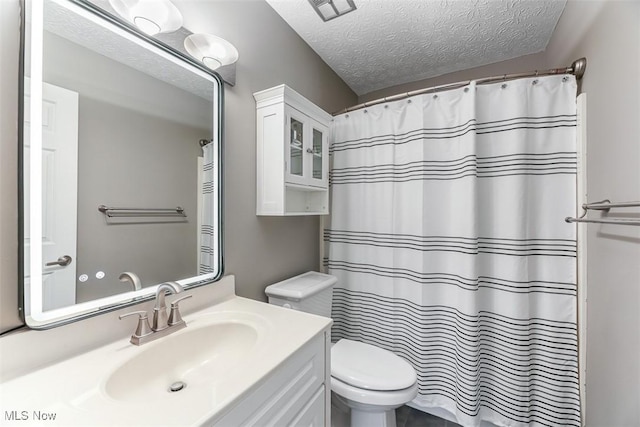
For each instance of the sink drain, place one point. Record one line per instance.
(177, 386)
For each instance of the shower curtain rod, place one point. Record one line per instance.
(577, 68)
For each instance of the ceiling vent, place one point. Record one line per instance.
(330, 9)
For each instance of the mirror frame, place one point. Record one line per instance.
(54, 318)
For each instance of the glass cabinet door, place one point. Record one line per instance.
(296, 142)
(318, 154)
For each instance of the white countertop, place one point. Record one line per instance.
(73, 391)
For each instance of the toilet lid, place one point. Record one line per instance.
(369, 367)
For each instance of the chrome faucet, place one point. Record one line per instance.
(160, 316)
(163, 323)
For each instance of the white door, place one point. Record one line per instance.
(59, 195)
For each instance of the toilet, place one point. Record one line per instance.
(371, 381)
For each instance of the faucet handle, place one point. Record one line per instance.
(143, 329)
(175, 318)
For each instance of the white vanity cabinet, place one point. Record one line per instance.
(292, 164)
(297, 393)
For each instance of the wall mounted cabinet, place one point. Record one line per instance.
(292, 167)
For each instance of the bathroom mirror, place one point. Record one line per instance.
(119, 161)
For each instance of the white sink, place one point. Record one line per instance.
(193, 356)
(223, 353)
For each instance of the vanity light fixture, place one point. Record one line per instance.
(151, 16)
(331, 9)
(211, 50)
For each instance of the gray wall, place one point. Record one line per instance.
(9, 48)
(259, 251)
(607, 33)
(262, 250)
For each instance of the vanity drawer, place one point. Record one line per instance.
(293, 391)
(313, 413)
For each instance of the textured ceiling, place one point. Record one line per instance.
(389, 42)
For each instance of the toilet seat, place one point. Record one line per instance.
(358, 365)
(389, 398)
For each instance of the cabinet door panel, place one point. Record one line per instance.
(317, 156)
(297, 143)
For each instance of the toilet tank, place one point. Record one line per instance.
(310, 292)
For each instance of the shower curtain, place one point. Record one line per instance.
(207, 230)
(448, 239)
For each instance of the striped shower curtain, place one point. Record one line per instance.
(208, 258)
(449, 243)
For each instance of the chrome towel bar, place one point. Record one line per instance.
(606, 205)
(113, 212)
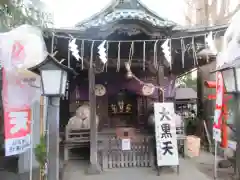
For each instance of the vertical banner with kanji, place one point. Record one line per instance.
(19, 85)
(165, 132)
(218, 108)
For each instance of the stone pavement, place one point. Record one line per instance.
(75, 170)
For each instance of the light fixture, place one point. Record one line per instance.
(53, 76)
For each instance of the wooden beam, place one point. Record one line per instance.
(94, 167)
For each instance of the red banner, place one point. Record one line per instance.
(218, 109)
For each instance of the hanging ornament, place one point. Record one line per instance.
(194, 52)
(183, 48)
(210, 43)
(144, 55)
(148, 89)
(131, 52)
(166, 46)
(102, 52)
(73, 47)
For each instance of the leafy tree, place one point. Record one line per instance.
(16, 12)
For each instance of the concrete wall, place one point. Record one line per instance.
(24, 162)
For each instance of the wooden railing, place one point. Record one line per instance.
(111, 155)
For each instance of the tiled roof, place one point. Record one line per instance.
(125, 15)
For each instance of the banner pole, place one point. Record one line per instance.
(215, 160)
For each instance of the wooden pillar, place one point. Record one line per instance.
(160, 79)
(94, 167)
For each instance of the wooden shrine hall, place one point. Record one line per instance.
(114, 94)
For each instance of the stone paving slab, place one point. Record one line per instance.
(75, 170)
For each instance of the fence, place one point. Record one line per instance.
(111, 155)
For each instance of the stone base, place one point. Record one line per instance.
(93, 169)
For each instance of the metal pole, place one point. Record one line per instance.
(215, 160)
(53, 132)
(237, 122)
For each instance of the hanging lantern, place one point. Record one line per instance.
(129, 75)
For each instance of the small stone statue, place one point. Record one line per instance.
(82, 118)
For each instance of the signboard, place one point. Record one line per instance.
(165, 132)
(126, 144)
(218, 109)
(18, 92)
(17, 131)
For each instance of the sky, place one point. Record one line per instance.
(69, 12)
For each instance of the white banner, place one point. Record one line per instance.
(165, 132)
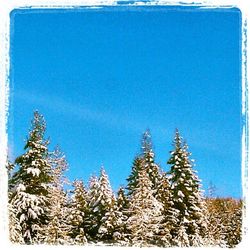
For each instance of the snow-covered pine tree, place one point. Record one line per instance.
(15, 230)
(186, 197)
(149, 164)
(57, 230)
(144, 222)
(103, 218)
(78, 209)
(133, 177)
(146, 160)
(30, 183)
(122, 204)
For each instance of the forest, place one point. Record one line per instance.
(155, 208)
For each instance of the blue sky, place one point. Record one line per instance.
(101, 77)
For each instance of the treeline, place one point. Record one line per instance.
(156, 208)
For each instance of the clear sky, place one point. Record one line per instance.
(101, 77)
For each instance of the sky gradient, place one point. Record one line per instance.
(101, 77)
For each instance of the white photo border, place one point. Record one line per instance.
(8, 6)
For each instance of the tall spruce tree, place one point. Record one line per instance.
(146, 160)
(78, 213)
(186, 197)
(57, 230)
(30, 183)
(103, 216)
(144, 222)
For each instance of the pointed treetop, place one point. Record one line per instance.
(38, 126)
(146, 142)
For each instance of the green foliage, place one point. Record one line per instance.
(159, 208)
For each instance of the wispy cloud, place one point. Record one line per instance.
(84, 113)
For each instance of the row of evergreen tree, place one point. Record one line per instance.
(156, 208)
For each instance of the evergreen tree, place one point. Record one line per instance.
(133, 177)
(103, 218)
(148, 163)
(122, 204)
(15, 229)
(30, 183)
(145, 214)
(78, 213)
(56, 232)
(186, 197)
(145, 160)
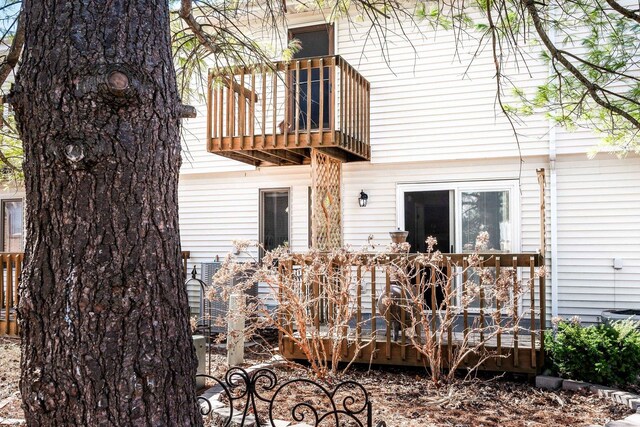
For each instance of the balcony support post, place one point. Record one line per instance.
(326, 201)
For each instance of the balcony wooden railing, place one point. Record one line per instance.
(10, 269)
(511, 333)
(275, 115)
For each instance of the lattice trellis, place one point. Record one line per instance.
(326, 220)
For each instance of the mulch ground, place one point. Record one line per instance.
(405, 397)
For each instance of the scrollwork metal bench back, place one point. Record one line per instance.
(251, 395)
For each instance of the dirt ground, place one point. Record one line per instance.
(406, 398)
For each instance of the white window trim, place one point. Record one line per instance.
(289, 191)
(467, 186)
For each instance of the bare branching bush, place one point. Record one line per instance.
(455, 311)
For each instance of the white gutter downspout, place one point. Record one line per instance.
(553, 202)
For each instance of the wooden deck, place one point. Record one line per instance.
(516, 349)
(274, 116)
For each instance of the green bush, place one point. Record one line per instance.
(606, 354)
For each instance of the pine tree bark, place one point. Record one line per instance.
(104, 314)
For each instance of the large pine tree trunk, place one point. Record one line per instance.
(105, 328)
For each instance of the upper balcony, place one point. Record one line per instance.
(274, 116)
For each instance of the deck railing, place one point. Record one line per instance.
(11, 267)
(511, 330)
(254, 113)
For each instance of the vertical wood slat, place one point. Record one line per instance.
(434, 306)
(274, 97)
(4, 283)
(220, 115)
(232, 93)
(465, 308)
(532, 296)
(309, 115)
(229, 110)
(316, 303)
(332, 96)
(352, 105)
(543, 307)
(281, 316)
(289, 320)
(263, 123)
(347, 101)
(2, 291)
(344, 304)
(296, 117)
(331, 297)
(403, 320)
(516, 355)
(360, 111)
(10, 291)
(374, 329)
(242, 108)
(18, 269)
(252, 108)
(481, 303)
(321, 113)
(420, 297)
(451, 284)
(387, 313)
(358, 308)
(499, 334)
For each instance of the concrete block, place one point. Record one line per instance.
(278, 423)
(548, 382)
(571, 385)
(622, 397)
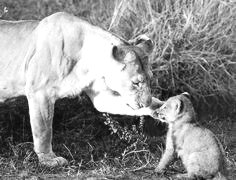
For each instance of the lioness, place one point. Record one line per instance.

> _Exercise directions_: Print out every record above exactly as given. Do not include the pictures.

> _Response box_:
For each instance of the sink drain, place one point. Record one line per instance.
(177, 386)
For each instance of the shower curtain rod, place one point. Record one line per instance.
(577, 68)
For each instance of the ceiling vent, place one point. Record one line per instance.
(330, 9)
For each instance of the mirror frame, place one point. Record one line per instance.
(54, 318)
For each instance of the glass cabinet door, place one point. Record one line per instance.
(296, 142)
(318, 154)
For each instance of the white countertop, place one point. Record one line per instance.
(73, 391)
For each instance of the toilet lid, place one point. Record one line per instance.
(369, 367)
For each instance of the chrome faucet, place one point. Record one line per instance.
(160, 316)
(163, 323)
For each instance of the white door, place one point. Record one line per instance.
(59, 195)
For each instance of the toilet, place one point. Record one line per instance.
(371, 381)
For each instance of the faucet handle, place one point. Record one line per instance.
(143, 329)
(175, 318)
For each instance of the white vanity cabinet, place one point. Record one line per instance.
(292, 164)
(297, 393)
For each instance of the wall mounted cabinet, place one point. Record one line per instance.
(292, 167)
For each instance of the bathroom mirror, place one point. Record one line per instance.
(119, 161)
For each instance of the white sink, place one point. Record one line per instance.
(193, 356)
(223, 353)
For each instance of the vanity light fixture, place one point. Record one line per instance.
(151, 16)
(331, 9)
(211, 50)
For each instance of the gray wall, place one point. Record one line per instance.
(9, 48)
(259, 251)
(607, 33)
(262, 250)
For each instance of the vanity drawer, place one point. Record one line per instance.
(293, 391)
(313, 413)
For each instance of the textured ceiling, place one point. Record one line per instance.
(389, 42)
For each instance of the toilet seat, place one point. Record one line per instance.
(358, 365)
(389, 398)
For each instance of the cabinet door panel, place one point. Record one line per instance.
(317, 156)
(297, 143)
For each instance of the toilet tank, place one point. Record one line per instance.
(310, 292)
For each instance of the shower curtain, place one point. Record one line per instance.
(207, 230)
(448, 239)
For each instance of the striped shower curtain, place one point. Record one line per instance.
(208, 258)
(449, 243)
For each instance of the chrome towel bar, place one point. Record one line per instance.
(606, 205)
(113, 212)
For each instance of the vertical banner with kanji, place one point. Record one line per instance.
(19, 85)
(165, 132)
(218, 108)
For each instance of the stone pavement, place one point. Record one line per instance.
(75, 170)
For each instance of the light fixture, place one point. Record one line per instance.
(53, 76)
For each instance of the wooden beam, place one point. Record one line per instance.
(94, 167)
For each instance of the red banner, place one point. Record one line per instance.
(218, 109)
For each instance of the hanging ornament, place one point. Record one line per instance.
(194, 52)
(183, 48)
(210, 43)
(144, 55)
(148, 89)
(131, 52)
(166, 46)
(102, 52)
(73, 47)
For each instance of the leafy tree, place one point. Record one line per instance.
(16, 12)
For each instance of the concrete wall, place one point. Record one line per instance.
(24, 162)
For each instance of the wooden railing, place one point. Record one line per instance.
(111, 155)
For each instance of the tiled roof, place one point. Record one line per instance.
(125, 15)
For each instance of the banner pole, place one point. Record one line per instance.
(215, 160)
For each instance of the wooden pillar, place one point. Record one line per instance.
(160, 79)
(94, 167)
For each instance of the wooden shrine hall, place one point. Record one line per instance.
(114, 94)
For each instance of the stone paving slab, place one point. Record one line per instance.
(75, 170)
For each instance of the fence, place one point. Record one line per instance.
(111, 155)
For each instance of the stone base, place one point. Record one line per instance.
(93, 169)
For each instance of the metal pole, place one point. Record one line per instance.
(215, 160)
(53, 132)
(237, 122)
For each instance of the hanging lantern, place one point. Record one line per instance.
(129, 75)
For each instance of the small stone statue, place one point. Record one line per instance.
(82, 118)
For each instance of the signboard, place one point. Record one line per instance.
(165, 132)
(126, 144)
(218, 109)
(18, 92)
(17, 131)
For each instance of the sky, place one point. Record one line per instance.
(69, 12)
For each instance of the white banner, place one point. Record one line per instance.
(165, 132)
For each instance of the snow-covered pine tree, place one point. Record one line per instance.
(15, 230)
(186, 197)
(149, 164)
(57, 230)
(144, 222)
(103, 218)
(78, 209)
(133, 177)
(146, 160)
(30, 183)
(122, 204)
For each instance of the forest, place one point. Record one line per instance.
(155, 208)
For each instance of the blue sky, place one point. Record one line per instance.
(101, 77)
For each instance of the treeline, place one point. Record one line per instance.
(156, 208)
For each instance of the clear sky, place one point. Record one line per instance.
(101, 77)
For each instance of the sky gradient, place one point. Record one line per instance.
(101, 77)
For each instance of the white photo border, place one point. Record one line per instance.
(8, 6)
For each instance of the tall spruce tree, place one point. Record one line per instance.
(146, 160)
(78, 213)
(186, 197)
(57, 230)
(30, 183)
(103, 216)
(144, 222)
For each instance of the pointed treetop, place one point. Record one line per instance.
(38, 126)
(146, 142)
For each instance of the green foliage, place one point. Record one line per instance.
(159, 208)
For each instance of the wispy cloud, place one point. Record one line per instance.
(84, 113)
For each instance of the row of evergreen tree, place one point. Record one line per instance.
(156, 208)
For each instance of the evergreen tree, place one point. Record one line per instance.
(133, 177)
(103, 218)
(148, 163)
(122, 204)
(15, 229)
(30, 183)
(145, 214)
(78, 213)
(56, 232)
(186, 197)
(145, 160)
For each instance of the balcony support post, place one point. Record one line per instance.
(326, 201)
For each instance of the balcony wooden railing, place one point. Record one line per instance.
(10, 269)
(511, 333)
(275, 115)
For each instance of the lattice trellis, place one point. Record one line per instance.
(326, 220)
For each instance of the mulch ground, place one point. Record one line per instance.
(405, 397)
For each instance of the scrollwork metal bench back, place one point. Record one line per instance.
(251, 395)
For each instance of the dirt ground, place one point. Record one line per instance.
(406, 398)
For each instance of the white window trim, place one point. Record one line per instance.
(289, 191)
(467, 186)
For each instance of the bare branching bush, place one point. Record one line per instance.
(455, 311)
For each instance of the white gutter downspout, place one point. Record one line per instance.
(553, 202)
For each instance of the wooden deck, place one point. Record one line per instance.
(516, 349)
(274, 116)
For each instance of the green bush, place one point. Record one line per instance.
(606, 354)
For each instance of the pine tree bark, place one point. Record one line per instance.
(104, 314)
For each instance of the large pine tree trunk, place one point. Record one line per instance.
(105, 328)
For each instance of the upper balcony, place one point. Record one line per instance.
(274, 116)
For each instance of the deck railing, place one point. Record one line per instance.
(11, 267)
(511, 330)
(254, 113)
For each instance of the vertical wood slat, place one point. Record one line per instance.
(434, 306)
(274, 97)
(4, 283)
(220, 115)
(232, 93)
(465, 308)
(532, 296)
(309, 115)
(229, 110)
(316, 303)
(332, 96)
(352, 105)
(543, 307)
(281, 316)
(289, 320)
(263, 123)
(347, 101)
(2, 291)
(344, 304)
(296, 117)
(331, 297)
(403, 320)
(516, 355)
(360, 111)
(10, 291)
(374, 329)
(242, 108)
(18, 269)
(252, 108)
(481, 303)
(321, 113)
(420, 297)
(451, 284)
(387, 313)
(358, 308)
(499, 334)
For each instance of the concrete block, place one point. Record one line per instance.
(278, 423)
(548, 382)
(571, 385)
(622, 397)
For each instance of the lioness, place one point. Record one line per instance.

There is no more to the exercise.